Please return each line in the rows below that contains the string "white".

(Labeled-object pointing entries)

☆ ☆ ☆ ☆ ☆ ☆ ☆

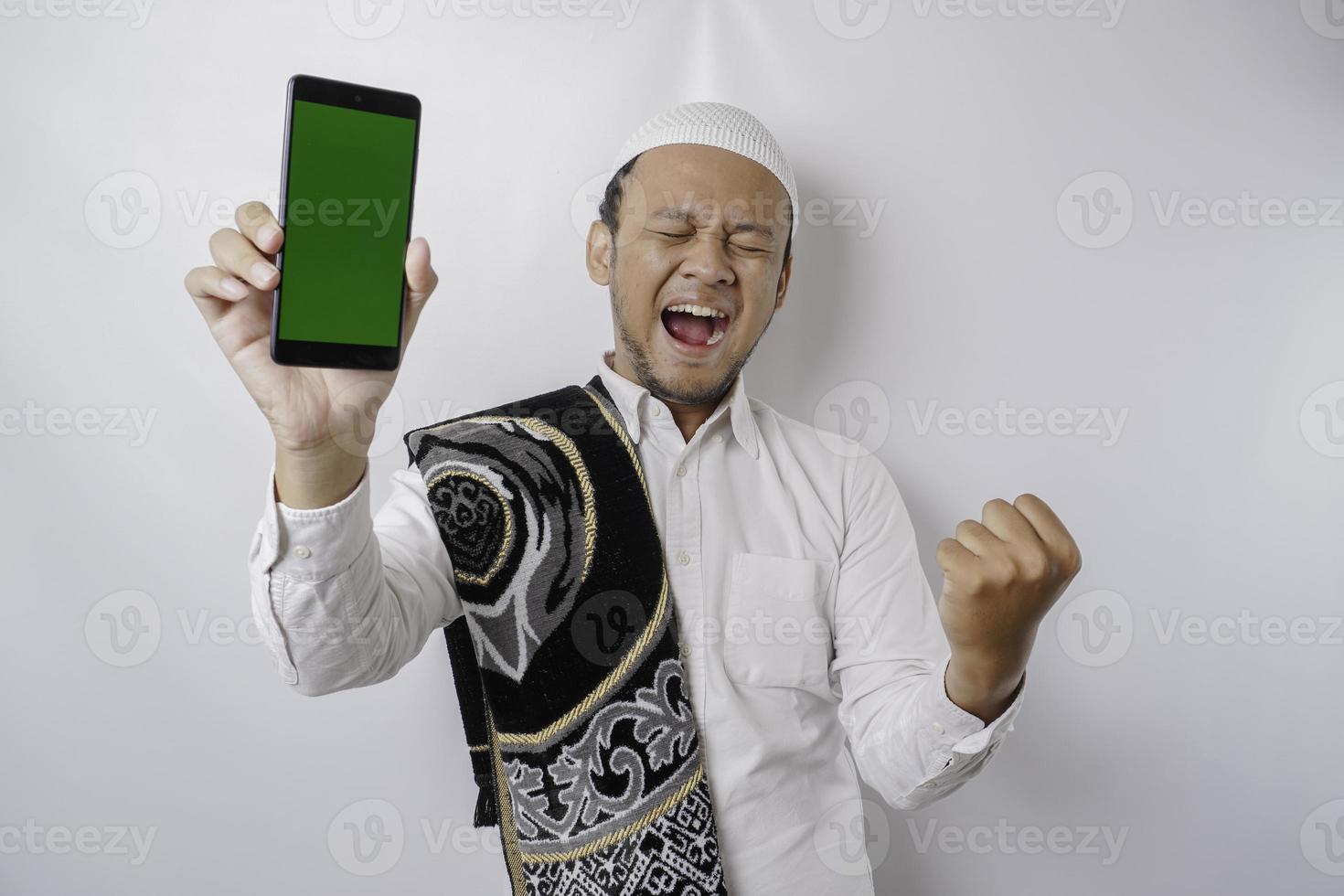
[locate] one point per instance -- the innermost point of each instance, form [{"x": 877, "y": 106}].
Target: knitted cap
[{"x": 714, "y": 123}]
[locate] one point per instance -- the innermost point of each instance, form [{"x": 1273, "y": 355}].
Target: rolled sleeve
[
  {"x": 345, "y": 600},
  {"x": 910, "y": 741}
]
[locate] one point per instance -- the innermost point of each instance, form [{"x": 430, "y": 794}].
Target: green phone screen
[{"x": 347, "y": 206}]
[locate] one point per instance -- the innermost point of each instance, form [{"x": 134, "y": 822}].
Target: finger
[
  {"x": 421, "y": 278},
  {"x": 1009, "y": 526},
  {"x": 1051, "y": 531},
  {"x": 421, "y": 281},
  {"x": 953, "y": 557},
  {"x": 261, "y": 229},
  {"x": 214, "y": 291},
  {"x": 977, "y": 539},
  {"x": 237, "y": 255}
]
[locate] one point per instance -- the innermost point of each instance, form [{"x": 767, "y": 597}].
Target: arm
[
  {"x": 910, "y": 741},
  {"x": 342, "y": 600}
]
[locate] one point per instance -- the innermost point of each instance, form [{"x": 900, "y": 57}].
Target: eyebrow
[{"x": 683, "y": 217}]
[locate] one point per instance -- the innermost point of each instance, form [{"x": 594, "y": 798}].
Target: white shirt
[{"x": 805, "y": 620}]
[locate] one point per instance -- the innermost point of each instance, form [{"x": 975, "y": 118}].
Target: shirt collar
[{"x": 631, "y": 398}]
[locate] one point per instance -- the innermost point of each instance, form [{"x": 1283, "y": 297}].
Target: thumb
[{"x": 421, "y": 281}]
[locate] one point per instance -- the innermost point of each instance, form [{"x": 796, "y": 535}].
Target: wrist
[
  {"x": 983, "y": 687},
  {"x": 316, "y": 477}
]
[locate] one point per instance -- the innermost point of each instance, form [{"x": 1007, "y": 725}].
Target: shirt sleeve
[
  {"x": 909, "y": 739},
  {"x": 345, "y": 600}
]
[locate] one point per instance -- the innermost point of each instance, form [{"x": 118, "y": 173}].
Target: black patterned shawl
[{"x": 566, "y": 658}]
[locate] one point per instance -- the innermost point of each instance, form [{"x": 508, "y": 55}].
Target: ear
[
  {"x": 598, "y": 257},
  {"x": 784, "y": 283}
]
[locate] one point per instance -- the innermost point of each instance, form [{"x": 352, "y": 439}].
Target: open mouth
[{"x": 695, "y": 325}]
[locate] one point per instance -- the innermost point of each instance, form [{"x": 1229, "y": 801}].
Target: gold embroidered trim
[
  {"x": 508, "y": 524},
  {"x": 571, "y": 454},
  {"x": 615, "y": 836},
  {"x": 515, "y": 739},
  {"x": 520, "y": 739},
  {"x": 504, "y": 802}
]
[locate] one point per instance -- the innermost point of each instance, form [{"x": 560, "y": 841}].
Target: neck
[{"x": 688, "y": 417}]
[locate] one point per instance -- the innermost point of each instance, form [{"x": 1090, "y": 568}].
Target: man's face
[{"x": 699, "y": 228}]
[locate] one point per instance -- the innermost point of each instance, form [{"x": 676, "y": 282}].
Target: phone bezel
[{"x": 340, "y": 93}]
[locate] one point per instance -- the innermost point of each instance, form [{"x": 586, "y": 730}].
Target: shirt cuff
[
  {"x": 957, "y": 736},
  {"x": 312, "y": 544}
]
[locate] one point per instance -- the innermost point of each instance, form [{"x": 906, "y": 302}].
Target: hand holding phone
[{"x": 322, "y": 418}]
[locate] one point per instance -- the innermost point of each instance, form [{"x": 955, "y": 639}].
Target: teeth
[{"x": 699, "y": 311}]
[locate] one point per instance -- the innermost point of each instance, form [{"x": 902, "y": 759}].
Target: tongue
[{"x": 688, "y": 328}]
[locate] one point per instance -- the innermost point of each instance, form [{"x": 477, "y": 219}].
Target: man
[{"x": 805, "y": 617}]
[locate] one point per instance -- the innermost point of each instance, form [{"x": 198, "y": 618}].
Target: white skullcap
[{"x": 714, "y": 123}]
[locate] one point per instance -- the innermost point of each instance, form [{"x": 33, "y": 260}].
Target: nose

☆ ☆ ☆ ☆ ☆ ☆ ☆

Solved exercise ▸
Target: white shirt
Target: white skullcap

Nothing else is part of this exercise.